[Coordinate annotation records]

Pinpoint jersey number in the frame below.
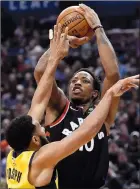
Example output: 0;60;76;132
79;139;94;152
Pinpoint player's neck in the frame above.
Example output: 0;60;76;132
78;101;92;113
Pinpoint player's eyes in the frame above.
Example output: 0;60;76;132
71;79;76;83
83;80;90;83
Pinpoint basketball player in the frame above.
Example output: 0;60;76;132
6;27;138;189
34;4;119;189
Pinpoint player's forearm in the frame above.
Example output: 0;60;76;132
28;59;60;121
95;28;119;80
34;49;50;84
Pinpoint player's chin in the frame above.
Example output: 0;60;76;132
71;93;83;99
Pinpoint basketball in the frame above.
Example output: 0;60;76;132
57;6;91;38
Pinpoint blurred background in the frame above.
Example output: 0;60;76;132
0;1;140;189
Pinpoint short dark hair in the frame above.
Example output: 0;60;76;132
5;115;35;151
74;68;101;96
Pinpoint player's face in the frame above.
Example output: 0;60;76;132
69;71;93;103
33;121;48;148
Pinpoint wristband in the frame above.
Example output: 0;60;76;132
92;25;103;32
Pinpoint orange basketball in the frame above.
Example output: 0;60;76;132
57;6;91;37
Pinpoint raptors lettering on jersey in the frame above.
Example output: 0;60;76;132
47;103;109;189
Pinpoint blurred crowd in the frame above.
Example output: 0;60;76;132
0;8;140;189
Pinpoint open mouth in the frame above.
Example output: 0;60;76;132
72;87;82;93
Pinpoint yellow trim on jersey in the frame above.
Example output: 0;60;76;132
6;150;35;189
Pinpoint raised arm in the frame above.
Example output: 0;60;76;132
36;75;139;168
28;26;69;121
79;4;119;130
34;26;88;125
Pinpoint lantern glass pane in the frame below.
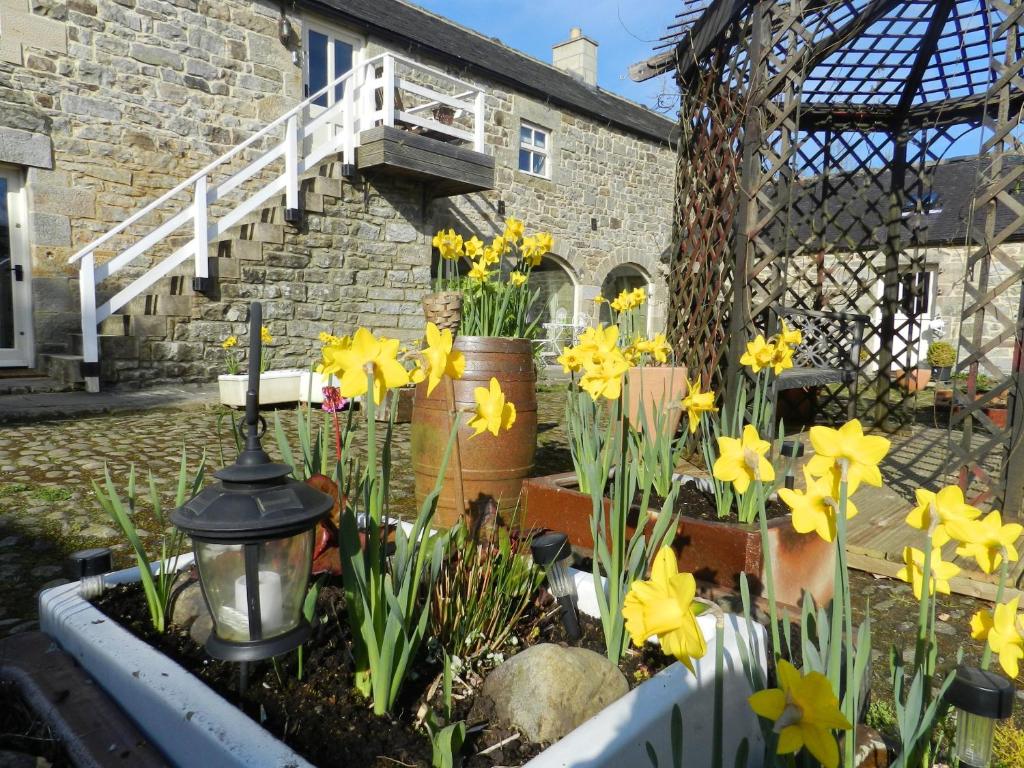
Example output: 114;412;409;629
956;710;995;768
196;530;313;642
---
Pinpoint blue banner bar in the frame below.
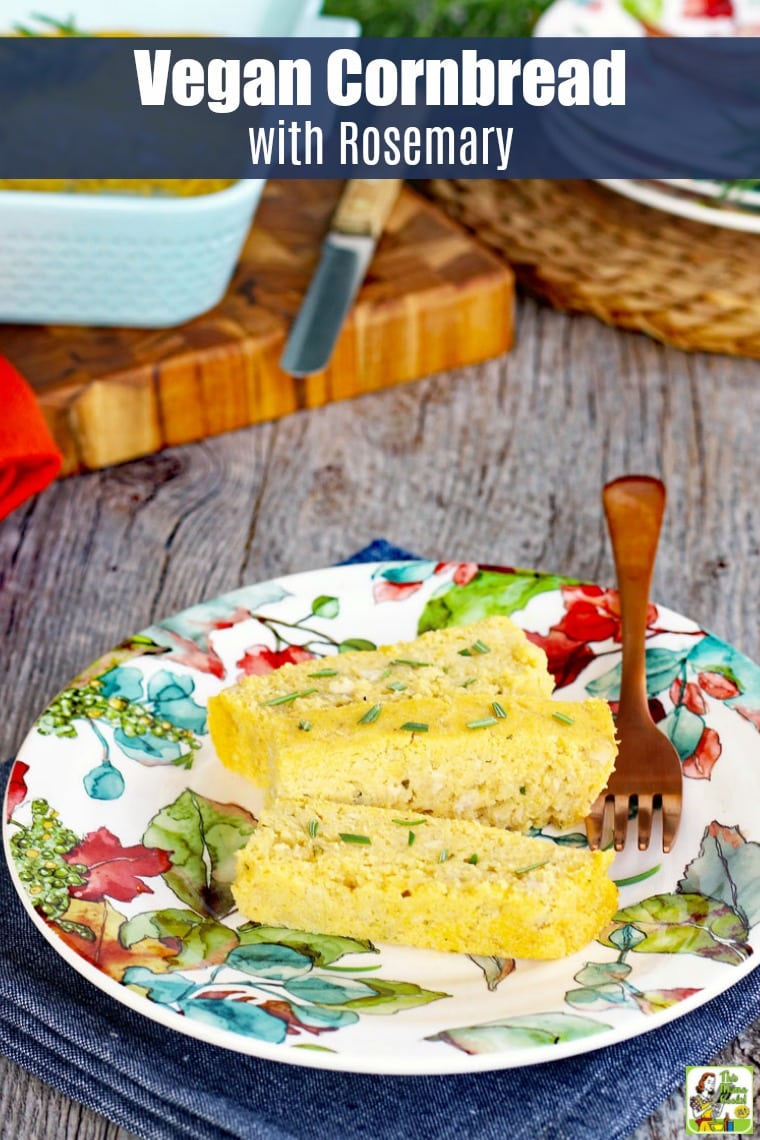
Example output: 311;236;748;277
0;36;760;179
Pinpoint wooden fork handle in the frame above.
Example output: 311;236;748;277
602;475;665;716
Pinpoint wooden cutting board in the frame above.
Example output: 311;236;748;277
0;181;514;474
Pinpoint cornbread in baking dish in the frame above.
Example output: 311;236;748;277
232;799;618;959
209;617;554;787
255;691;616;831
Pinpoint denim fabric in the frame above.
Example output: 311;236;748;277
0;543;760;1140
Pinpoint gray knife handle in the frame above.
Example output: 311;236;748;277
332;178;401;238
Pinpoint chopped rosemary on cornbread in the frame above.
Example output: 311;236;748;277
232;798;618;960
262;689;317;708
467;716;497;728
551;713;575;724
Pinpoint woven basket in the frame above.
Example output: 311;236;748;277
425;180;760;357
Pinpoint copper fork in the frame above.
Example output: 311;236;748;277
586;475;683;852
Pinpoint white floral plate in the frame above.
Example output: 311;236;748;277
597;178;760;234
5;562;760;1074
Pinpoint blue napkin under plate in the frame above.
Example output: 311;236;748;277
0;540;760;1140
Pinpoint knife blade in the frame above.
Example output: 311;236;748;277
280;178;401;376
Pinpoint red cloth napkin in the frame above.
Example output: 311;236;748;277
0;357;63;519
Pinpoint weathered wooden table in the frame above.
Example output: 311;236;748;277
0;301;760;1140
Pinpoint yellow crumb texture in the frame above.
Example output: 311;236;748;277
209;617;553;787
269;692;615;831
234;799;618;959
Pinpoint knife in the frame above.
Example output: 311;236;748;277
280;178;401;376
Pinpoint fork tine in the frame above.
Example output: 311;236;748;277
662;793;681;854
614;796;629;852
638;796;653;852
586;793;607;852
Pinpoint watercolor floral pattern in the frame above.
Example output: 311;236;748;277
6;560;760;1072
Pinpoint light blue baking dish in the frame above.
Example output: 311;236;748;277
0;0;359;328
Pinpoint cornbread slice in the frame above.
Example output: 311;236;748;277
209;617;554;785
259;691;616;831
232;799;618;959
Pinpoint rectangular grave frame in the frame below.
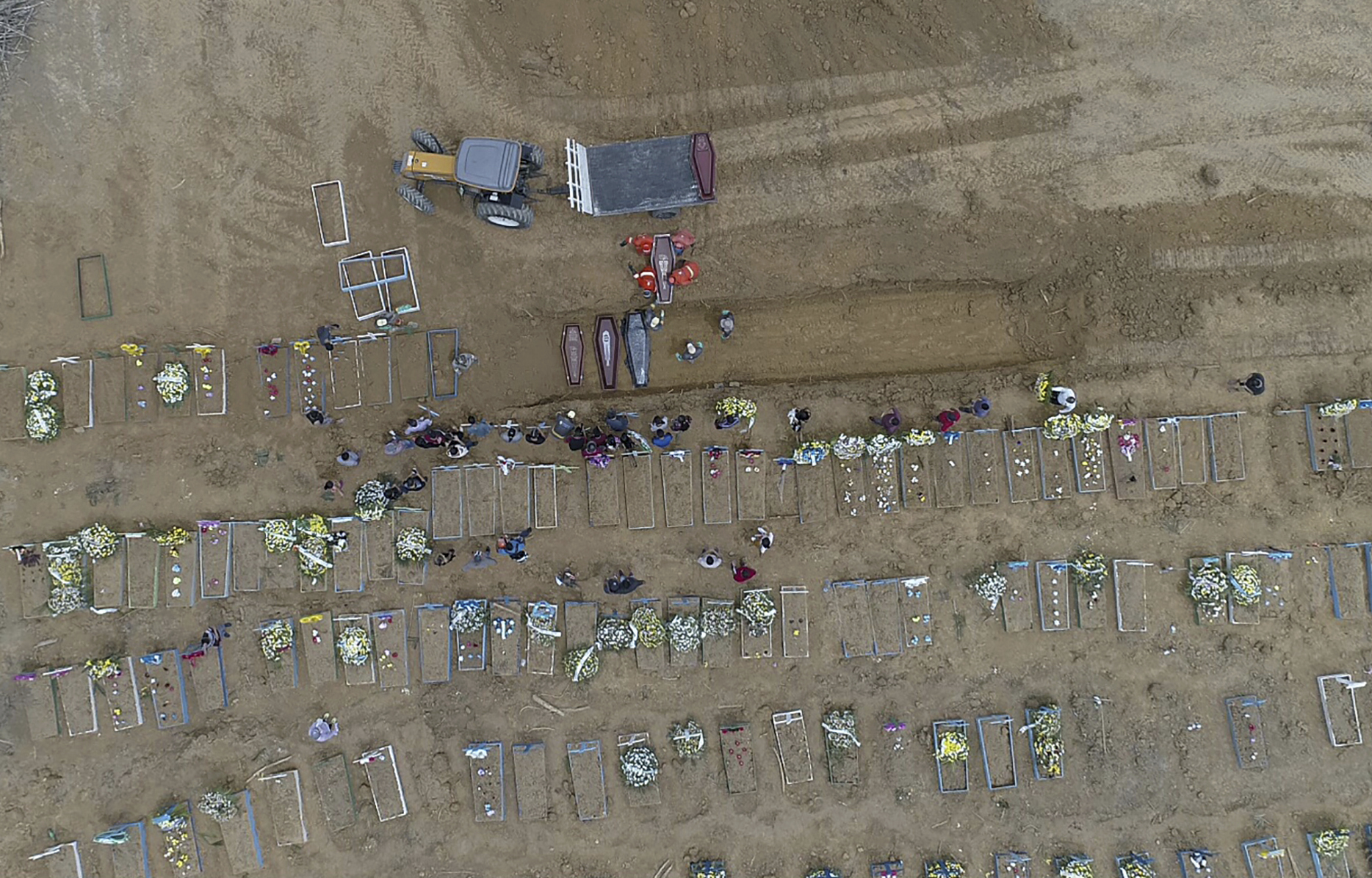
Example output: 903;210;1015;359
* * *
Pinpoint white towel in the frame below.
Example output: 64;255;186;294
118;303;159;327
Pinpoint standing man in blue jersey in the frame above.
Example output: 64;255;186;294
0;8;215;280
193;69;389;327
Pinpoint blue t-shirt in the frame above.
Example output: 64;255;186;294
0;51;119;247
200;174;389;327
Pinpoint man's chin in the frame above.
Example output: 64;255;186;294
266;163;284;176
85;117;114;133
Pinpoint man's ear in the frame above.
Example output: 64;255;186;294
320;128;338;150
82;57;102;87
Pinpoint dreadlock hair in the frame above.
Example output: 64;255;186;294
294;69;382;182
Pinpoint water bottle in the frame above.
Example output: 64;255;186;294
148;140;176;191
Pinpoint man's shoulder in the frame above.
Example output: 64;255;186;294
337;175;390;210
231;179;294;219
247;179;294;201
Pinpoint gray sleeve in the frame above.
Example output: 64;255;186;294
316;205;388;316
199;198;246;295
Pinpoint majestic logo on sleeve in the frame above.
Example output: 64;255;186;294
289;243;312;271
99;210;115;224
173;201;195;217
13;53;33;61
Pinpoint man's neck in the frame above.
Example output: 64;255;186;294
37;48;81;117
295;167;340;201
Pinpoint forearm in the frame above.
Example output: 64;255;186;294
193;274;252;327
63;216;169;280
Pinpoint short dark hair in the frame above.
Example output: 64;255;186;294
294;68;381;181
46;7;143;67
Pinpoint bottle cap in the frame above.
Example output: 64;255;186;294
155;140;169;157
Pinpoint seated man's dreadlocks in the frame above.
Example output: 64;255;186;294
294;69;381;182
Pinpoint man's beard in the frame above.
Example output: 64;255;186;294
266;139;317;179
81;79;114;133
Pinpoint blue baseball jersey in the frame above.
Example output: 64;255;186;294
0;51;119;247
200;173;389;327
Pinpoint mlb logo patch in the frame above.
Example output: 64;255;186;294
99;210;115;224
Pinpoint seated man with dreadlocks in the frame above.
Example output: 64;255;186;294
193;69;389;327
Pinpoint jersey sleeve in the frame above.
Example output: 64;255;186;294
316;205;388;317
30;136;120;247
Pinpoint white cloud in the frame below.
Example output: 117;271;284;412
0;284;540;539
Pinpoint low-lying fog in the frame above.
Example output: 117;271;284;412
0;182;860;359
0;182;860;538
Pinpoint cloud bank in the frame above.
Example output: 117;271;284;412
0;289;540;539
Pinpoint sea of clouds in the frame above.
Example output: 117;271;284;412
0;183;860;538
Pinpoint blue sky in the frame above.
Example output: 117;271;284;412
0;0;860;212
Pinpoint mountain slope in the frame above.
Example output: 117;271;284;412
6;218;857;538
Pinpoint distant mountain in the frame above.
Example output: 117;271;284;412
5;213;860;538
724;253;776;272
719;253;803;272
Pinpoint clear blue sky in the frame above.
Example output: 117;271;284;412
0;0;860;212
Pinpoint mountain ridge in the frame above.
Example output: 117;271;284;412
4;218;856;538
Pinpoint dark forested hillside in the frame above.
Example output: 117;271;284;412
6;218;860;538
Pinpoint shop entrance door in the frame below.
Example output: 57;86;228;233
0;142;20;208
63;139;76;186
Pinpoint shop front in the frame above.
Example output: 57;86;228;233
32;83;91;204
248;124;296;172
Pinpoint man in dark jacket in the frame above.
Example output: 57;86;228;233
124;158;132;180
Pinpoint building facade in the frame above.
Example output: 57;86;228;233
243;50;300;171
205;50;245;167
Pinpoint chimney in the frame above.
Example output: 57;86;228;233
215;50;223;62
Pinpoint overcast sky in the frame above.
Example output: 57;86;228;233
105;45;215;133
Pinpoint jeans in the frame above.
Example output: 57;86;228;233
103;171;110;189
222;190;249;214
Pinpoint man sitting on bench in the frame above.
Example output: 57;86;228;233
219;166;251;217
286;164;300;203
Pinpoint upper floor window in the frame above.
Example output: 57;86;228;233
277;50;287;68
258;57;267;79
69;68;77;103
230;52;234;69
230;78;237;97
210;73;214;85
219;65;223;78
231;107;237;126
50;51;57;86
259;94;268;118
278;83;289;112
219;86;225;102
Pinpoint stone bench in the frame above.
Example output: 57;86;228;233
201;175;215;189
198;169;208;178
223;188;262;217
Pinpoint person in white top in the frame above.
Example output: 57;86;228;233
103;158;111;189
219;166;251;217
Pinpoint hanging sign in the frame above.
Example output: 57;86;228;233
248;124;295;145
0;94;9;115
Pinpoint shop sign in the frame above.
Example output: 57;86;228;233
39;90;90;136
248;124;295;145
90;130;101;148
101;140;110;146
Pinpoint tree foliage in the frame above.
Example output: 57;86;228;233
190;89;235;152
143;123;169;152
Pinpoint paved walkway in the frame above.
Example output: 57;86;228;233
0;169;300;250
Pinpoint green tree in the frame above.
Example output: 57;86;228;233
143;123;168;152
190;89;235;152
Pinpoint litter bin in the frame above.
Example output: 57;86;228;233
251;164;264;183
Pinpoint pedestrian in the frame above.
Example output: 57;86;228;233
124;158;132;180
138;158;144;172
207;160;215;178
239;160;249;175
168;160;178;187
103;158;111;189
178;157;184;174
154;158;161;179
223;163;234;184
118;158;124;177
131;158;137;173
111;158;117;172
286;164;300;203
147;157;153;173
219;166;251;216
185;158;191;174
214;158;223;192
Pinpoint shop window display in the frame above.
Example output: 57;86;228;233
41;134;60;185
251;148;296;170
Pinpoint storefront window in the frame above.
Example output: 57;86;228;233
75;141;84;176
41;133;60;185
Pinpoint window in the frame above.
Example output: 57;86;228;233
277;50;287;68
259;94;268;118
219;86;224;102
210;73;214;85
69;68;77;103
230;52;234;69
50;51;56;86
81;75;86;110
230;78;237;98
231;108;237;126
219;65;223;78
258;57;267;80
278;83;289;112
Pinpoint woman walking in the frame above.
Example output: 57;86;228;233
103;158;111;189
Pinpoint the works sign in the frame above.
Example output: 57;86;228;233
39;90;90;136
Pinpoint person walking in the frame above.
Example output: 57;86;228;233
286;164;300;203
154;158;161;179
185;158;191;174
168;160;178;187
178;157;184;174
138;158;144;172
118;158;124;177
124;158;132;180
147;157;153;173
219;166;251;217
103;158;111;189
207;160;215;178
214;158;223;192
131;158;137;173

▸ Problem statement
Rewrite the records from the line with "Pinpoint wooden cutting" up to and including the line with "5;562;760;1074". Change "frame" to "image" and keep everything else the same.

▸ Solution for this problem
Pinpoint wooden cutting board in the image above.
Example output: 311;236;748;277
0;181;514;474
Pinpoint cornbread in baking dish in the image above.
Example output: 311;236;748;277
232;799;618;959
209;617;554;787
255;691;616;831
Pinpoint denim fabric in the image above.
Example output: 311;236;748;277
0;543;760;1140
Pinpoint gray knife handle in the image above.
Example output: 311;236;748;277
332;178;401;238
Pinpoint chopped rosemary on cornbread in the image above.
Example output: 311;236;748;277
232;798;618;960
262;689;317;708
467;716;497;728
551;713;575;724
Pinpoint woven basket in the image above.
Example output: 311;236;748;277
425;180;760;357
Pinpoint copper fork in the image above.
Example output: 311;236;748;277
586;475;683;852
Pinpoint white floral plate in the image above.
Example output: 311;236;748;277
597;178;760;234
5;562;760;1074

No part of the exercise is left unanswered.